━━━━━ Given text

Have you heard the news? The median home price is going up! I heard about it on National Public Radio yesterday. That must mean this recovery thing is working out after all. Yahoo! We’re all gonna be rich again! But wait a minute, I also heard yesterday that the stock market fell over 265 points on fears that the economy is headed for further trouble. Hmmm… maybe I’ll put that champagne back on the shelf till I take a closer look at this one.
…the grand old Duke of York,
he had ten thousand men;
he marched them up to the top of the hill,
and he marched them down again…
Okay, well upon taking a second look at the situation I’m afraid my bottle of bubbly’s gonna have to do a little more shelf time. Put away the glasses. It seems we are merely witnessing the effects of that old $8K federal tax credit here. The increase in median we are witnessing is due to numbers from April through June, when people were frenetically trying to get in on the tax credit before it expired. What’s more, when we look closely at the statistics we can see that they represent only major US cities- and just two thirds of those at that- according to the National Association of Realtors, who authored the report. For the greater US, the national trend was actually flat. Well, at least flat is not a decline. Or is it?

━━━━━━━━━━

:: Requirement a ::
Which lines of the nursery rhyme does the passage on home prices quote? List each one.

━━━━━ Extracted entries

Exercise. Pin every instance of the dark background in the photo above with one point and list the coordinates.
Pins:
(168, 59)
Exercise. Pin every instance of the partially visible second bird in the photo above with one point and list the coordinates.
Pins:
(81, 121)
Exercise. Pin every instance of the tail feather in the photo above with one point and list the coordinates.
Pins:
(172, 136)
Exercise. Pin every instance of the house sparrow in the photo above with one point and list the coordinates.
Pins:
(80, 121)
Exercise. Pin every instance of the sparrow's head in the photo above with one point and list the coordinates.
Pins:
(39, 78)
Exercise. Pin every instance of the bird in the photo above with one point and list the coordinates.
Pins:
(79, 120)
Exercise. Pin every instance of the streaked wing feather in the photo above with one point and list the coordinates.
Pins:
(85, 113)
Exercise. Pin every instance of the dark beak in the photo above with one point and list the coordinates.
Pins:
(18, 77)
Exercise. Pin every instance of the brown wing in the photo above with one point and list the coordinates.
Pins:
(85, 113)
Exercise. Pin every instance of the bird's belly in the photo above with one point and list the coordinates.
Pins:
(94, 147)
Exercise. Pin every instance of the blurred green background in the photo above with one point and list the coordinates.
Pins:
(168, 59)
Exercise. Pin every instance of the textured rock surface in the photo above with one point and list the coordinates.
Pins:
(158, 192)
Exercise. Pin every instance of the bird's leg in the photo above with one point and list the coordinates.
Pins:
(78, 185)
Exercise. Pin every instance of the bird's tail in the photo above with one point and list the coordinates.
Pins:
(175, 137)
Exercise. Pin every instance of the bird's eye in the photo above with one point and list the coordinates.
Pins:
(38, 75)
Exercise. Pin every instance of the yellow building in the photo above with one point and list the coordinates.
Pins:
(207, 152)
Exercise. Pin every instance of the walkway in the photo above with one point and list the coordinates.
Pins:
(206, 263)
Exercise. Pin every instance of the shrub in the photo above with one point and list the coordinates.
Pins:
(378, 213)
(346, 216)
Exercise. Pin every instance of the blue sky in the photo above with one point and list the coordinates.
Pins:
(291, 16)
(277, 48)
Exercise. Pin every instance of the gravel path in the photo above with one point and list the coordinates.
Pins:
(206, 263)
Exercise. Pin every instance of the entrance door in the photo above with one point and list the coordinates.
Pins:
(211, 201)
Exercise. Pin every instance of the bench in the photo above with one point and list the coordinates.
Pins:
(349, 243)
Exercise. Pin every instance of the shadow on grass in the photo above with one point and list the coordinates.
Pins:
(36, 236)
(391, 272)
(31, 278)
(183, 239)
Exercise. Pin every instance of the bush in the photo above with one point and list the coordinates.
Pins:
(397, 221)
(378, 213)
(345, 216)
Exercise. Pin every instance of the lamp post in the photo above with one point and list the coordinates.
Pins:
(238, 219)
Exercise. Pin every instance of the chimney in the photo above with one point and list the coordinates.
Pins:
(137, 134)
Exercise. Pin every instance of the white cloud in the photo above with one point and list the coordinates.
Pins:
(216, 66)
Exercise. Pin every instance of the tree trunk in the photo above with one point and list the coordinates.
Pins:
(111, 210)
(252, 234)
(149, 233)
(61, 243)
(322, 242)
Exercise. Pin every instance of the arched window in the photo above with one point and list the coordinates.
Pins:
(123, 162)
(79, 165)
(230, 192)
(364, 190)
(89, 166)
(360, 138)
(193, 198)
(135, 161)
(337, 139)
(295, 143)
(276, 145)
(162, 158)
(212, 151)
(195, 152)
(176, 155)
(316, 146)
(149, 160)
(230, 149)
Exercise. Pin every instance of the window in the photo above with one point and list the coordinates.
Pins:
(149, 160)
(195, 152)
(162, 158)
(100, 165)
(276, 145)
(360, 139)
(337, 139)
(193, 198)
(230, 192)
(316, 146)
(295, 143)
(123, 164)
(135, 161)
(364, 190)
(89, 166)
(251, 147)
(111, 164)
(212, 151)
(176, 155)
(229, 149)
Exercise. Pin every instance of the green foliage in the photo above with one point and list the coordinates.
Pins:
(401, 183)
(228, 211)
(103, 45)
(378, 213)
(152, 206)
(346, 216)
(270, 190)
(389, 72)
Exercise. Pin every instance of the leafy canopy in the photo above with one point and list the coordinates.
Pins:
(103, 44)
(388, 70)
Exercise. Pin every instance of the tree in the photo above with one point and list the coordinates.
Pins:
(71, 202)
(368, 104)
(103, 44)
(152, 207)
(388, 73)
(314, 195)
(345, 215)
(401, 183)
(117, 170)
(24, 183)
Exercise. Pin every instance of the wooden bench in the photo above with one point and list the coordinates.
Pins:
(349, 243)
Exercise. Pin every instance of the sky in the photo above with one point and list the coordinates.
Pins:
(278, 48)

━━━━━━━━━━

:: Requirement b ::
Which rows contain the word "background"? Pick out each of them and copy it in full.

:: Correct result a ::
…the grand old Duke of York,
he had ten thousand men;
he marched them up to the top of the hill,
and he marched them down again…

:: Correct result b ::
Exercise. Pin every instance of the dark background in the photo above with one point and list the coordinates.
Exercise. Pin every instance of the blurred green background in the photo above with one point and list the coordinates.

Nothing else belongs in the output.